• _Task statement_
Tell how many lines of the entries below include the string "glass". Respond with the number alone.

────

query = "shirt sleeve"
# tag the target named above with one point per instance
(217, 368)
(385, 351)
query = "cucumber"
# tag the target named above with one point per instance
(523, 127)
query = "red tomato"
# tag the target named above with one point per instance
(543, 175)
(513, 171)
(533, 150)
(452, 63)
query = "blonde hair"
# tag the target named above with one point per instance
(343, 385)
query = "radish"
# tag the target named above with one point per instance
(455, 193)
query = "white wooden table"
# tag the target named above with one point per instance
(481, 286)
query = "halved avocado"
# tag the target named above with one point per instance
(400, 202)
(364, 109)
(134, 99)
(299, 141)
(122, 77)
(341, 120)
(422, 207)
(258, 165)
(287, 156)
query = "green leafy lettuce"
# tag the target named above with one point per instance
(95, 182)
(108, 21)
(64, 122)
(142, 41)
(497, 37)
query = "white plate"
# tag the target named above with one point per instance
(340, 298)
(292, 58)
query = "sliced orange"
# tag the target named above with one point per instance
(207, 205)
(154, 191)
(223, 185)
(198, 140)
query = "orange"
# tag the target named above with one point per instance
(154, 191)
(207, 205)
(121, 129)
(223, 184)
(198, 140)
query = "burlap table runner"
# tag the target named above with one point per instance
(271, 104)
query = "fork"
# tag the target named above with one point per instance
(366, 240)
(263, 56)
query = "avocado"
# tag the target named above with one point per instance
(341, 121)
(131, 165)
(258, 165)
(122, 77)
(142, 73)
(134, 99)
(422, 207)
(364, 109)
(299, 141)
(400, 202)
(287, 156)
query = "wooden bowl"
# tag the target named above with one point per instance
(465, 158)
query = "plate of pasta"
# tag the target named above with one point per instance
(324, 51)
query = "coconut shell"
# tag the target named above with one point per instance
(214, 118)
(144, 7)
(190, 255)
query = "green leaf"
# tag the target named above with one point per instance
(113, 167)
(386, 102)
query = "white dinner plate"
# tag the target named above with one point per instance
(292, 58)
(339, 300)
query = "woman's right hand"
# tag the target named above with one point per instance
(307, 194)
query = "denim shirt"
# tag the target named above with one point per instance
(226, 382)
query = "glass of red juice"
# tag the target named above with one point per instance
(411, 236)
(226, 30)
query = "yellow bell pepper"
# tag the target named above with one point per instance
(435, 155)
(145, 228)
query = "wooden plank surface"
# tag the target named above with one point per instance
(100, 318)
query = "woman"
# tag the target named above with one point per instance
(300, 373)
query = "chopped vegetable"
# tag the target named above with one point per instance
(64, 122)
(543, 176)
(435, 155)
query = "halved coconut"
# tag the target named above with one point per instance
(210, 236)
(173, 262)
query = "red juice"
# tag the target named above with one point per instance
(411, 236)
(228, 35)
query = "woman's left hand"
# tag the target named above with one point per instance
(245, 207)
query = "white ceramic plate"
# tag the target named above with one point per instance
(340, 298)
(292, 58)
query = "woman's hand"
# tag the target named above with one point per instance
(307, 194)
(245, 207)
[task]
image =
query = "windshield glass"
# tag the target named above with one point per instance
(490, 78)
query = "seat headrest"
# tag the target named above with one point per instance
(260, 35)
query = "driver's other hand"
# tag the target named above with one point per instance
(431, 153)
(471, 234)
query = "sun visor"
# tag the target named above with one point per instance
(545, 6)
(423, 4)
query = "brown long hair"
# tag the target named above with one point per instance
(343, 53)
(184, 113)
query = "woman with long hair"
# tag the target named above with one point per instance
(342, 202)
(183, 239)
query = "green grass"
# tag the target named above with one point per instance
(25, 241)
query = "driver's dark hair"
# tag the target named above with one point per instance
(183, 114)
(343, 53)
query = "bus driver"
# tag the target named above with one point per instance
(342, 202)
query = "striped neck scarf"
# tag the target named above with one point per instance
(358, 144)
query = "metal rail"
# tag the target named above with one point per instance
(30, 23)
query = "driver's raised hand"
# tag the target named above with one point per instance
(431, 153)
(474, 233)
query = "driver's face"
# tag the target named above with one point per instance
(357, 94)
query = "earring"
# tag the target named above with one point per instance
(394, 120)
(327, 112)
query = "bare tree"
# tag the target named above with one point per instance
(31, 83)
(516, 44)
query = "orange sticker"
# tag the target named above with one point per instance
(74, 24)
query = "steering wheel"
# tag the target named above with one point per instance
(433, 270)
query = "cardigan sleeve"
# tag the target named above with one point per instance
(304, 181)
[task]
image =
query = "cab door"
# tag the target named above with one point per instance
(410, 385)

────

• _Result for this task_
2